• Work instructions: The listing below holds a line with "TARGET = metal railing" and a line with "TARGET = sunset glow". Reproduce those two lines exactly, plus everything between them.

• Recorded information:

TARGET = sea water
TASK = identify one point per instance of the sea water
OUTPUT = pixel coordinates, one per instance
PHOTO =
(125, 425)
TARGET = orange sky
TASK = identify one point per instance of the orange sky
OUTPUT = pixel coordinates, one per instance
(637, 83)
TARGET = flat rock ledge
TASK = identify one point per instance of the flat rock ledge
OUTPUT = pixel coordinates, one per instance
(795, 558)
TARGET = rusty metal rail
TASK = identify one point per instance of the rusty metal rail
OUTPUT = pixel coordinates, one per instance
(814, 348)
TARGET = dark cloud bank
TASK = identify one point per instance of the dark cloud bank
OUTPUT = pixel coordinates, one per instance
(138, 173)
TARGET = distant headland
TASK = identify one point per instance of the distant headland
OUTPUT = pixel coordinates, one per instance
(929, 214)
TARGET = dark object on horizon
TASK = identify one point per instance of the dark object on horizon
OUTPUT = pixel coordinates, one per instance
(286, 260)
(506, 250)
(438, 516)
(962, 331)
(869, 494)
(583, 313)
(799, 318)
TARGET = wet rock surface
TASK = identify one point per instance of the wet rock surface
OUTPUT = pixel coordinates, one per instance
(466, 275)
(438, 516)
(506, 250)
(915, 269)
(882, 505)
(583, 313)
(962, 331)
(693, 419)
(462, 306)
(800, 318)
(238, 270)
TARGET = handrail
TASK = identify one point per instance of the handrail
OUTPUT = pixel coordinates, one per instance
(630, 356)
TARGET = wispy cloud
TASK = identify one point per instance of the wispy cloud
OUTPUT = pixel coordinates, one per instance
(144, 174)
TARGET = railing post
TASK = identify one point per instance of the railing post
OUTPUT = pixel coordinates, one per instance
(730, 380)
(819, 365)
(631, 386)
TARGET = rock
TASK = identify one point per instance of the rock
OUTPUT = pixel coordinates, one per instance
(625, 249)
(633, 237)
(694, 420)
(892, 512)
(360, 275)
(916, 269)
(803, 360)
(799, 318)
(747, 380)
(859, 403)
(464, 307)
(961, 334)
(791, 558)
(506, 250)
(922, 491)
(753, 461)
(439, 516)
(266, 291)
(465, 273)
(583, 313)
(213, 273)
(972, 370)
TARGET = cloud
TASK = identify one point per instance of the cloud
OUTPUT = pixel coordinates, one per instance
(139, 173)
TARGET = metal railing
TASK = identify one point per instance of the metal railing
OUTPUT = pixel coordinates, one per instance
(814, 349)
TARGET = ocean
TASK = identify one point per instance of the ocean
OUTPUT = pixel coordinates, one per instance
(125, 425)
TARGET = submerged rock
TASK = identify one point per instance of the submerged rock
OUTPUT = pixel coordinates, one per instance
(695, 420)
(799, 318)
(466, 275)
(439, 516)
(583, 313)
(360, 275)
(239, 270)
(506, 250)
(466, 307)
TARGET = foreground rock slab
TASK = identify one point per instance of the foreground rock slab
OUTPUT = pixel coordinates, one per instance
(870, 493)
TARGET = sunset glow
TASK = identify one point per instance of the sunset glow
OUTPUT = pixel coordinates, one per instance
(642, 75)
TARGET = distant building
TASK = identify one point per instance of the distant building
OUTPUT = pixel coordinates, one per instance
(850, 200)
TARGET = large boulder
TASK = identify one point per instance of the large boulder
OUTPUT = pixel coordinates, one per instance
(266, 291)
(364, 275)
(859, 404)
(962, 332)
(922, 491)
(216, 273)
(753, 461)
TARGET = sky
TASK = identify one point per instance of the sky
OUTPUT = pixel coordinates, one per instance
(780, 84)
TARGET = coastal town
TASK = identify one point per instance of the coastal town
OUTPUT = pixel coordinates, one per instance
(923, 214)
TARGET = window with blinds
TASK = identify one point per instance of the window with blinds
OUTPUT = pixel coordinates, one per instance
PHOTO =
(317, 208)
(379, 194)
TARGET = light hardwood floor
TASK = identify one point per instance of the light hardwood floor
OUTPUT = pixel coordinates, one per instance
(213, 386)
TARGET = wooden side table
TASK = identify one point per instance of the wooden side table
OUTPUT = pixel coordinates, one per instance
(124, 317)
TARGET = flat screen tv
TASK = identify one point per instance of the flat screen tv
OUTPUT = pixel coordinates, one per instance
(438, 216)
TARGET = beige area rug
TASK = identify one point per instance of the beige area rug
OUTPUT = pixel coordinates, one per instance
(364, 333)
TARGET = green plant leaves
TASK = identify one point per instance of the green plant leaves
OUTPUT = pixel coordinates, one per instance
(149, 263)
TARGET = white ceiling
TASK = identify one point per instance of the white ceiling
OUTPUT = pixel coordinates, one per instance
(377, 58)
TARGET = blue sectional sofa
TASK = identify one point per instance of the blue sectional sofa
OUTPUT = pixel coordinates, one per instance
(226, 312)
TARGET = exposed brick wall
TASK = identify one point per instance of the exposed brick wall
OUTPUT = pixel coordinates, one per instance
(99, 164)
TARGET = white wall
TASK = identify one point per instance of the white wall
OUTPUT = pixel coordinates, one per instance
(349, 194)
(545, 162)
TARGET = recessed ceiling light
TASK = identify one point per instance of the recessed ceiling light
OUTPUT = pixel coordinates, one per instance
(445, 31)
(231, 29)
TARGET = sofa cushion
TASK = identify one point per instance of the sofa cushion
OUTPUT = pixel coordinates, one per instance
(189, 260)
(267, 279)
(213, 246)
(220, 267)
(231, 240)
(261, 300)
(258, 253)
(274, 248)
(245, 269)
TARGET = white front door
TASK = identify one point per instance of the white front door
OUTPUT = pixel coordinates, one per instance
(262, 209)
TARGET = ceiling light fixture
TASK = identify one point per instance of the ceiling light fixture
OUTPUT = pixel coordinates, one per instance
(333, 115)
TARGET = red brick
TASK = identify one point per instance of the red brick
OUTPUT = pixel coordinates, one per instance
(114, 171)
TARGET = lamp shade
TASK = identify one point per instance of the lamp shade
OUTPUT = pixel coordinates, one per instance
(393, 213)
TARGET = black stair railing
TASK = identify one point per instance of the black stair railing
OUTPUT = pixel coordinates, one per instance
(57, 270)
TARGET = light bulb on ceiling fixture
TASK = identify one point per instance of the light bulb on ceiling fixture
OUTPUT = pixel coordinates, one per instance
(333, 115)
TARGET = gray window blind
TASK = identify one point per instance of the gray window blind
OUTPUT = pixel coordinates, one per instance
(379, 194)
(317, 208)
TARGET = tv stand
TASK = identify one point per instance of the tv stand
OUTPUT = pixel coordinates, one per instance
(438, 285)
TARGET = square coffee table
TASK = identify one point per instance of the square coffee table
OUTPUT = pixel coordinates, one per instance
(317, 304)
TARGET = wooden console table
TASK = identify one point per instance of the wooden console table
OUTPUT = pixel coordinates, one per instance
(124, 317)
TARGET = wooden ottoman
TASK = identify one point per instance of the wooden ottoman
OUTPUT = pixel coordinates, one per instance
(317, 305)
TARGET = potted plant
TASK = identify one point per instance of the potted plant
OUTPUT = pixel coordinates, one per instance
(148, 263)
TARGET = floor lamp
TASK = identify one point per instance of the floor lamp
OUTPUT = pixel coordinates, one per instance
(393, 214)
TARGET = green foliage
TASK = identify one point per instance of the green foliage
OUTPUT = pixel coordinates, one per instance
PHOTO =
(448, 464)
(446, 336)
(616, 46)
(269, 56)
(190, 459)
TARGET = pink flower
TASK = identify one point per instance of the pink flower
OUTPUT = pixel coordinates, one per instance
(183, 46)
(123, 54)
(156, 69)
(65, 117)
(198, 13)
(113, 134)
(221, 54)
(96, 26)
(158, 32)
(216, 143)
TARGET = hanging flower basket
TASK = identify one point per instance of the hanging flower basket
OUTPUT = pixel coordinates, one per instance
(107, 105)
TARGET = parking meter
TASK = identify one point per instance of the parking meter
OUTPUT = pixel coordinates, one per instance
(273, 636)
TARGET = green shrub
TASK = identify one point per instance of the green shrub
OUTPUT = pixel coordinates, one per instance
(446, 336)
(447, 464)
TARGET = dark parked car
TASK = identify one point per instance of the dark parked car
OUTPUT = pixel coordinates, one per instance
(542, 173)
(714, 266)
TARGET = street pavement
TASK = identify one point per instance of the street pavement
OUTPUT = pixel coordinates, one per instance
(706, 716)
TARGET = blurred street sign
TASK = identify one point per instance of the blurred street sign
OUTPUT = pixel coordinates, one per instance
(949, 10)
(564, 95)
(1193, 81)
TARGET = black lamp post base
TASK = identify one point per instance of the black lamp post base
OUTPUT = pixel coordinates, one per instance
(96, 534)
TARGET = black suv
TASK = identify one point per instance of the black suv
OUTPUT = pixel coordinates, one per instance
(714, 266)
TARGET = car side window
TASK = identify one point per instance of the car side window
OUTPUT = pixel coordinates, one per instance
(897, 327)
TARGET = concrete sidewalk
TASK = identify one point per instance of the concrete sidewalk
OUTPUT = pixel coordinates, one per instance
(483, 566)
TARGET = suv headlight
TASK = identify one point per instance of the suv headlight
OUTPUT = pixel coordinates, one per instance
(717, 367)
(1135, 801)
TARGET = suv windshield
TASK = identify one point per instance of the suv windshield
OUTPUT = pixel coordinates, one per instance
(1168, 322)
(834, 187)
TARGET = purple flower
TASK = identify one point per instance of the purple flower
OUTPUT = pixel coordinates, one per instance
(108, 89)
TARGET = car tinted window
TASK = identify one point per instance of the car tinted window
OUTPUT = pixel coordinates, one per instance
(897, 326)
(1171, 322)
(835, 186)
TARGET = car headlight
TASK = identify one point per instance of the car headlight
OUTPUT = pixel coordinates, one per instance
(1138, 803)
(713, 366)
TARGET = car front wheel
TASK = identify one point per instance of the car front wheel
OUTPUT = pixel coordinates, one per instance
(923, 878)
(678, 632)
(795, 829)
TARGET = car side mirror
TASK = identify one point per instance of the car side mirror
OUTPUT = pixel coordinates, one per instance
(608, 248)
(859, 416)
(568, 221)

• Answer space:
TARGET = metal railing
TASK = identify one point per instance of the metal railing
OUTPUT = pixel coordinates, one per instance
(814, 349)
TARGET = ocean
TASK = identify one point per instance of the ocean
OUTPUT = pixel coordinates, one per instance
(125, 425)
TARGET = submerged rock
TASK = identify one point per instance of the submerged rock
OUTPUT = pixel coordinates, one per instance
(695, 420)
(799, 318)
(466, 275)
(439, 516)
(583, 313)
(360, 275)
(239, 270)
(506, 250)
(466, 307)
TARGET = foreground rock slab
TASK = identify one point per instance of the foreground rock slab
OUTPUT = pixel coordinates, one per instance
(870, 493)
TARGET = sunset glow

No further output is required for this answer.